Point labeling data
--------

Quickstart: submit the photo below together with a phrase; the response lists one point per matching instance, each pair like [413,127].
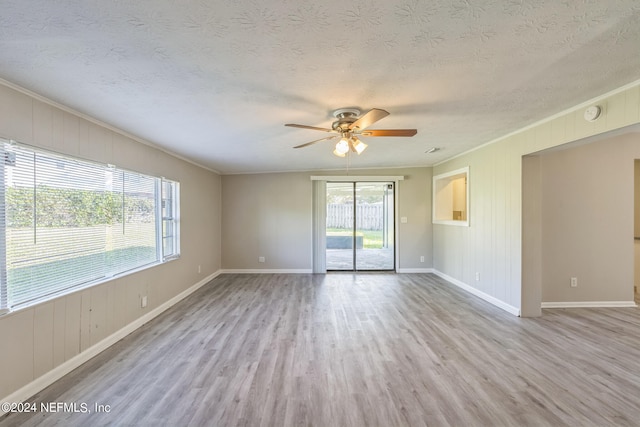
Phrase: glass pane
[71,222]
[374,226]
[339,232]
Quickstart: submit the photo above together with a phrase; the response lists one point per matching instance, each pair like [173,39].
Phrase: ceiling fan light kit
[348,125]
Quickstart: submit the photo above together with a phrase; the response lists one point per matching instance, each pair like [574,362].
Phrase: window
[66,223]
[169,214]
[451,198]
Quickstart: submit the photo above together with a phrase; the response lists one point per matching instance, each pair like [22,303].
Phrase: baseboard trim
[61,370]
[265,271]
[415,270]
[590,304]
[490,299]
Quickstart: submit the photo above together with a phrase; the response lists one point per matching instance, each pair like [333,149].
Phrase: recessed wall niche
[451,198]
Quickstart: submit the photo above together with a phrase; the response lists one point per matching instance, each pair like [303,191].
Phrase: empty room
[399,213]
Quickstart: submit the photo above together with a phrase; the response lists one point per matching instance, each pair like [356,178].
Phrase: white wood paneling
[494,239]
[17,354]
[43,338]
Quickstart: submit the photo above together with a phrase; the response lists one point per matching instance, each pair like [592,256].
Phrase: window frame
[49,293]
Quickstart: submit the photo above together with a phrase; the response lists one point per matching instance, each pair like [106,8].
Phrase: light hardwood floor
[357,350]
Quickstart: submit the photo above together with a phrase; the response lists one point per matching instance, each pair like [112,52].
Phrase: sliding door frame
[319,216]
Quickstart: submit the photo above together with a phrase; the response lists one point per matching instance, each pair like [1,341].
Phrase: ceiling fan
[349,125]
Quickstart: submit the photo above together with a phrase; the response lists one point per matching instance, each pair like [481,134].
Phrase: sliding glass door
[360,226]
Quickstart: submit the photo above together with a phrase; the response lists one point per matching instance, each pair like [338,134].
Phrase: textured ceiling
[215,81]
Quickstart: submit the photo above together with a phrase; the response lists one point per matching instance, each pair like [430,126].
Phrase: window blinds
[67,222]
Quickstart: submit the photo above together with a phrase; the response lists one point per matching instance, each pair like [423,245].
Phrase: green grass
[371,239]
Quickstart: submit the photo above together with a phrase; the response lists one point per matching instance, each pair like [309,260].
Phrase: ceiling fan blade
[313,142]
[309,127]
[369,118]
[390,132]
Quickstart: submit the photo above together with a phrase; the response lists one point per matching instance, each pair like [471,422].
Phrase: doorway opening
[360,226]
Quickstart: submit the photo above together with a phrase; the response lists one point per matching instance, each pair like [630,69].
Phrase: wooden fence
[369,217]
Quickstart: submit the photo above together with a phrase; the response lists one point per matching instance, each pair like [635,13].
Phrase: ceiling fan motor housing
[345,117]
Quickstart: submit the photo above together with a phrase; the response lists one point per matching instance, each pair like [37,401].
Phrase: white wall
[40,338]
[588,221]
[270,215]
[492,245]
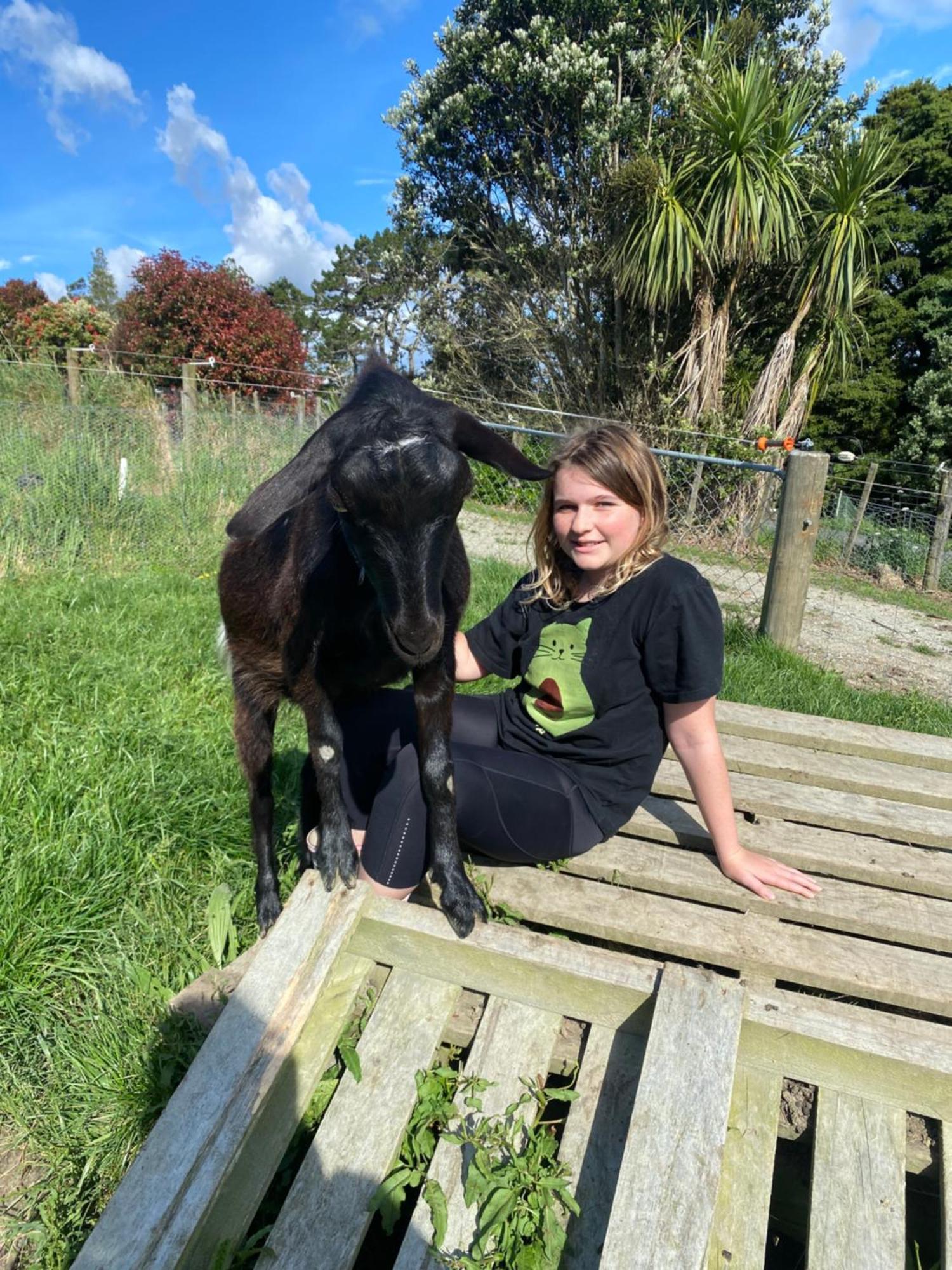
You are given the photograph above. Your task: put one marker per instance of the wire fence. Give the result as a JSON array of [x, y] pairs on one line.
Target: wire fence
[[134, 474], [116, 487]]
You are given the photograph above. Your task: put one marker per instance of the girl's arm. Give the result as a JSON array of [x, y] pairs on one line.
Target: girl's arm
[[694, 736], [468, 669]]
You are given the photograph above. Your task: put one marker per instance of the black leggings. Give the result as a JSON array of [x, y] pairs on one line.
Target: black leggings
[[513, 807]]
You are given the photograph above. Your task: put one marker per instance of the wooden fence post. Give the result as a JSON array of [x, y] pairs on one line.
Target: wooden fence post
[[190, 398], [860, 512], [73, 380], [795, 540], [940, 535]]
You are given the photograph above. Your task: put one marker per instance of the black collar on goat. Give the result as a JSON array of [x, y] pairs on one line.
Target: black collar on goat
[[347, 568]]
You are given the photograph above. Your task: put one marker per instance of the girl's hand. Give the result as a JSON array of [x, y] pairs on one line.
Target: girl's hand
[[757, 873]]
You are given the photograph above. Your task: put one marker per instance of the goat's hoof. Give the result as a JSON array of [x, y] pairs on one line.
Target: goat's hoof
[[461, 907], [268, 914]]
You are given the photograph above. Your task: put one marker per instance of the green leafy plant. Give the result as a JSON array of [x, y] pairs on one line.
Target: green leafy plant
[[223, 935], [513, 1178], [433, 1111], [517, 1186]]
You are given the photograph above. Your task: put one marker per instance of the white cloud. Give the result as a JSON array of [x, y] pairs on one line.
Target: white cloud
[[270, 237], [856, 26], [55, 288], [121, 262], [371, 20], [68, 70], [890, 79]]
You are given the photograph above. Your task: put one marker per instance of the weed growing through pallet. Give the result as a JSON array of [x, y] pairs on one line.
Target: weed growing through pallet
[[516, 1183], [513, 1178], [498, 910], [433, 1111]]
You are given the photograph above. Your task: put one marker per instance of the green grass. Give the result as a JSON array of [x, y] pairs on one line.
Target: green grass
[[124, 808]]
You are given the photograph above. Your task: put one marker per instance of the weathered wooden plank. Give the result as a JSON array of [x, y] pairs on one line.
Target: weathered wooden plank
[[836, 736], [921, 921], [739, 1230], [847, 773], [326, 1217], [512, 1042], [595, 1136], [871, 1053], [208, 1163], [667, 1188], [859, 813], [852, 857], [744, 942], [857, 1200], [946, 1193], [568, 979]]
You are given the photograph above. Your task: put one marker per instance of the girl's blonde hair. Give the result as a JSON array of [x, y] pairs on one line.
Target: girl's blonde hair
[[620, 460]]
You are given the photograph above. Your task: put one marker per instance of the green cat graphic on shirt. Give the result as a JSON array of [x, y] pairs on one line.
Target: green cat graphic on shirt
[[555, 695]]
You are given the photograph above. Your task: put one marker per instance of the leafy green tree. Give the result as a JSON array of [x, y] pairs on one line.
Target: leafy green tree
[[102, 286], [370, 299], [522, 147]]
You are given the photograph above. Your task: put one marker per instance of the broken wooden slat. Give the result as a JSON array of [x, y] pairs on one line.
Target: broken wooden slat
[[866, 1052], [208, 1163], [857, 1200], [593, 1141], [744, 942], [326, 1217], [835, 853], [739, 1230], [512, 1042], [915, 749], [857, 813], [667, 1188], [869, 1053], [921, 921]]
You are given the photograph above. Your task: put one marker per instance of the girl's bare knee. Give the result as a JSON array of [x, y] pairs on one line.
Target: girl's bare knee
[[380, 890]]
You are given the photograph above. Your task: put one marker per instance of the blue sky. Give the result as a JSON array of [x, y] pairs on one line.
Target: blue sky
[[257, 133]]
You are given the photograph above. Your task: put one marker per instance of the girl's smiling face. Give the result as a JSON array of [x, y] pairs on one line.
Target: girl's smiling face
[[593, 526]]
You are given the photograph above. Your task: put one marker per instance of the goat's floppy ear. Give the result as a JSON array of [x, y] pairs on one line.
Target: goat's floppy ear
[[275, 496], [480, 443]]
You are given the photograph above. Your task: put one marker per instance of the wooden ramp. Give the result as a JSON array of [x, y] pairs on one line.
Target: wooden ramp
[[691, 1008]]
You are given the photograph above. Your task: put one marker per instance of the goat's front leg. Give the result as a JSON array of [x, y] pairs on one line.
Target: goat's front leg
[[334, 853], [433, 694], [255, 736]]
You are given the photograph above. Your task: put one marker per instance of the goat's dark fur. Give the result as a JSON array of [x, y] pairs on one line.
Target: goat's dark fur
[[345, 571]]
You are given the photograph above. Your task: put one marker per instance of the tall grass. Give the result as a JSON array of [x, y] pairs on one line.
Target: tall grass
[[122, 810]]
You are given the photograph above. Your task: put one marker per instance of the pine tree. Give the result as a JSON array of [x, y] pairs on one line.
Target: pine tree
[[102, 285]]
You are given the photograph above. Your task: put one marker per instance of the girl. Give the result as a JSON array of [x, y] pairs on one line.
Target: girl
[[618, 650]]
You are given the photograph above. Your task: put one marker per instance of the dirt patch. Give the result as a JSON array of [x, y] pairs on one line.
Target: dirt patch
[[873, 643]]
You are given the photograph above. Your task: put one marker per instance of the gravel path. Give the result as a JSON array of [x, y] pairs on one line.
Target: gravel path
[[873, 643]]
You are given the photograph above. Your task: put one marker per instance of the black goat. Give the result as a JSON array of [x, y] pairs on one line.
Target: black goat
[[345, 570]]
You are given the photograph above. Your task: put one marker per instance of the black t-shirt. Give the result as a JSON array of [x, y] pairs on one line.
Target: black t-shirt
[[593, 678]]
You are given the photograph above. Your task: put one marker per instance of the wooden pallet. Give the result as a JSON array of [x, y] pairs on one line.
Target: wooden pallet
[[673, 1139]]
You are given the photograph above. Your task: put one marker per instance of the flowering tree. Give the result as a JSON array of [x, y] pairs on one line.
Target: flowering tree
[[53, 328], [178, 311], [16, 298]]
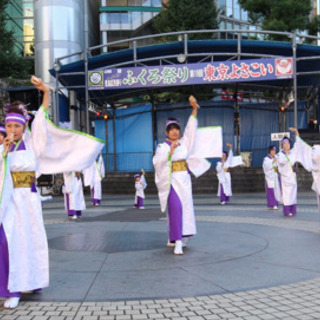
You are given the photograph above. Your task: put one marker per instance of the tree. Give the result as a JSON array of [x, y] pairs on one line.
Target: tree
[[11, 64], [278, 15], [181, 15]]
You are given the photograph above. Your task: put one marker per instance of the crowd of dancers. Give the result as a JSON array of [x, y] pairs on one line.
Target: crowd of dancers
[[27, 152]]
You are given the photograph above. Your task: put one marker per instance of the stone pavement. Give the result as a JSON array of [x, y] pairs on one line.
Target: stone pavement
[[246, 262]]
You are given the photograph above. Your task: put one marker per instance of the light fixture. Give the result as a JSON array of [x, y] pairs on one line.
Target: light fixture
[[181, 57], [56, 66]]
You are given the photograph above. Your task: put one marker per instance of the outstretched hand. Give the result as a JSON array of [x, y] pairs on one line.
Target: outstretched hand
[[295, 130], [193, 102], [37, 82]]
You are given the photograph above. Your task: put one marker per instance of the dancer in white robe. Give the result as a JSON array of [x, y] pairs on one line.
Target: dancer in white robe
[[309, 157], [140, 185], [3, 135], [173, 161], [73, 194], [93, 177], [224, 176], [272, 184], [46, 150], [286, 160]]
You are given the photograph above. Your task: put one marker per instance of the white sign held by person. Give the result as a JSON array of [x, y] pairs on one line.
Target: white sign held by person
[[278, 136]]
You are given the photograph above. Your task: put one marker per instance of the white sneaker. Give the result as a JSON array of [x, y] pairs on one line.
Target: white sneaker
[[11, 303], [185, 241], [172, 245], [178, 248]]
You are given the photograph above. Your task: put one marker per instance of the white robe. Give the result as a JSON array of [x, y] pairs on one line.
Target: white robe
[[181, 180], [48, 151], [140, 186], [287, 176], [225, 177], [93, 177], [271, 176], [310, 159], [73, 187]]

--------

» **Challenge**: Starting at the line that has "of the gravel" and ending after the line that has "[[673, 1139]]", rewrite the data with "point" in place of each "marker". Leave everything else in those lines as it is.

» **Full answer**:
You are given the photograph above. Your task: put one point per instance of the gravel path. Give the result as a JSON array of [x, y] pairs on one line.
Target: gravel path
[[873, 643]]
You are given the photograph above. Your task: put one point per instance of the black goat. Give the result as a JSON array of [x, y] pairs on one line.
Target: black goat
[[345, 570]]
You are given the photograph above. Your task: put one point per instance of the black t-shirt. Give the result as a JSON array of [x, y] pairs on one line.
Target: black t-shirt
[[593, 678]]
You are given the photograph above. Your task: put one point per instance of the wooden pallet. Give the result as a JSON array of [x, y] pairs on one line.
Target: wooden pallet
[[673, 1139]]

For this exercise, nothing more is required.